=== SUPPLIED MATERIAL ===

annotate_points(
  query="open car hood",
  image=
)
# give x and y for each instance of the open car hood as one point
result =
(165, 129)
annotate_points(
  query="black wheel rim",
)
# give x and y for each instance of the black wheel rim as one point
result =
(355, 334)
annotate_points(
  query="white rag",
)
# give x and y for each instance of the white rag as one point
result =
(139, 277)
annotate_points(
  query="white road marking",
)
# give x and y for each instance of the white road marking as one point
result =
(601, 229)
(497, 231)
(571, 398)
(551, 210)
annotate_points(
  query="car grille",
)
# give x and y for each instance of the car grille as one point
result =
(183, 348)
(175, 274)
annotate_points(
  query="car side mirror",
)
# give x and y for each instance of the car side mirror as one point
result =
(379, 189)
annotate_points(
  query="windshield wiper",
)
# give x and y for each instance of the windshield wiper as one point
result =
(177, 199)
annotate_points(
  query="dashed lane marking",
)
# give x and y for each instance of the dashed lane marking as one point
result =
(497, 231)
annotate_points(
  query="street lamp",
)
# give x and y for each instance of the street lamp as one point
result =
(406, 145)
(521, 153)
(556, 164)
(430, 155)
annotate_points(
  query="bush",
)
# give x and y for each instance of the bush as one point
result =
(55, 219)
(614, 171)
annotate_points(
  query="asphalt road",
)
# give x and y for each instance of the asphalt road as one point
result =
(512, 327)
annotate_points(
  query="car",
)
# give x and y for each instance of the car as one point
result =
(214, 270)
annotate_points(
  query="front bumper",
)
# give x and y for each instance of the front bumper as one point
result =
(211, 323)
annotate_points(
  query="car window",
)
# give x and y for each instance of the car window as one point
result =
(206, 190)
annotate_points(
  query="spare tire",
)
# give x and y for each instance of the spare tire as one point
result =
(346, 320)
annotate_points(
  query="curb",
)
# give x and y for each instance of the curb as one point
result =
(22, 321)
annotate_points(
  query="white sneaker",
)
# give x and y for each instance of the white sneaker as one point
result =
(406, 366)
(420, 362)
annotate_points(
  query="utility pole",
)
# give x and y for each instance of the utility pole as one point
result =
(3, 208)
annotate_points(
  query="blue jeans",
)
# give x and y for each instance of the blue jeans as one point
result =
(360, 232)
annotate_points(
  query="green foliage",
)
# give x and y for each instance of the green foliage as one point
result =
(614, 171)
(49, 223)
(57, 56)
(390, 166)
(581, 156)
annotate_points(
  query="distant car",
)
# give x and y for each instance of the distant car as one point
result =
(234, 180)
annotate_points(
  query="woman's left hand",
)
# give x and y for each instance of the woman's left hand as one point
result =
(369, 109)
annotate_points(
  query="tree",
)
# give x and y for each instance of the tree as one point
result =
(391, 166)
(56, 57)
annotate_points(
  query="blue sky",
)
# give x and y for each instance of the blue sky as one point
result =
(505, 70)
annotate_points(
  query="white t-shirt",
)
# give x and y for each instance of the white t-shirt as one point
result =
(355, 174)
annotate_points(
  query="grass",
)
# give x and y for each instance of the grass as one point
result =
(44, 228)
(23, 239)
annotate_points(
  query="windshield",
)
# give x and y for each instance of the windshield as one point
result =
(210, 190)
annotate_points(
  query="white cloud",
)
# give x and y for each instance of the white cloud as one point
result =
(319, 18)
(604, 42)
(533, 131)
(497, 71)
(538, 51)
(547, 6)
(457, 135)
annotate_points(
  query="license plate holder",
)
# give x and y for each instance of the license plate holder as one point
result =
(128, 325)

===
=== SUPPLIED MATERIAL ===

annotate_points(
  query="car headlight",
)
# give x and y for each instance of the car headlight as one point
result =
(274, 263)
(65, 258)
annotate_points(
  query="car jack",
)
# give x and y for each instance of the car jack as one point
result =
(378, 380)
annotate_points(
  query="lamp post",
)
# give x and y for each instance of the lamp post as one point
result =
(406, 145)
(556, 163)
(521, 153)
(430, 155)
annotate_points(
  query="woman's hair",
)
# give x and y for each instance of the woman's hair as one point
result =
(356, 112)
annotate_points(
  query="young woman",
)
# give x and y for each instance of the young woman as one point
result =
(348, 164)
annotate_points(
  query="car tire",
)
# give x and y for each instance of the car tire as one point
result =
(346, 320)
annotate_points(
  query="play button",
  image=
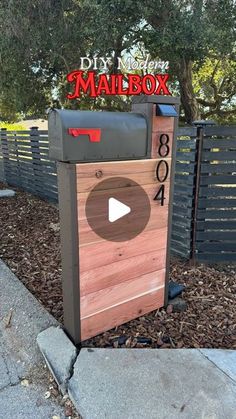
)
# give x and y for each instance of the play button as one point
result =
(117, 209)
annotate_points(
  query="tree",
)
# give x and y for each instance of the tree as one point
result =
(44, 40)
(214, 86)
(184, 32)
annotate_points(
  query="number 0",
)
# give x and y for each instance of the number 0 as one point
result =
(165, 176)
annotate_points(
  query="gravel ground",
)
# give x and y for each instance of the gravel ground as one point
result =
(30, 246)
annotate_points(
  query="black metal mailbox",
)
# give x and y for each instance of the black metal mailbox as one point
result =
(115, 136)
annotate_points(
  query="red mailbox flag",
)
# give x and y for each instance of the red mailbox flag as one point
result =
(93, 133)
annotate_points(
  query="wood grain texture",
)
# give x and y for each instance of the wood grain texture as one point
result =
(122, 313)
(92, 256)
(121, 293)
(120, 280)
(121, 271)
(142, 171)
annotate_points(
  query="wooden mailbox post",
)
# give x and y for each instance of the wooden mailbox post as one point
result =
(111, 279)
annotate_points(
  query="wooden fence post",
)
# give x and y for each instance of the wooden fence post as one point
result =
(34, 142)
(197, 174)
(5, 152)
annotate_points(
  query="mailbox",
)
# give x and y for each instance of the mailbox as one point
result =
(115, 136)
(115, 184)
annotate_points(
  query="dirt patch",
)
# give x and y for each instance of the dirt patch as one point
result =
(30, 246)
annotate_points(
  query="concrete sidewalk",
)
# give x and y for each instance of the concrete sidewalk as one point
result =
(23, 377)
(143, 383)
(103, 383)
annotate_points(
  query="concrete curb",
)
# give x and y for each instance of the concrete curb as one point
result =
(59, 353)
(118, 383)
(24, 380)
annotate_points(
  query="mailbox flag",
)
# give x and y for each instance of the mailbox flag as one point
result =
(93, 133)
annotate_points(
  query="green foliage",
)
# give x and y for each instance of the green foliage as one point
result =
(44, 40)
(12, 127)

===

Pull out every line of the entries that includes the word "texture".

- WRITTEN ANSWER -
  query="wood grain texture",
# give x and y for each instance of the wood grain texture as one point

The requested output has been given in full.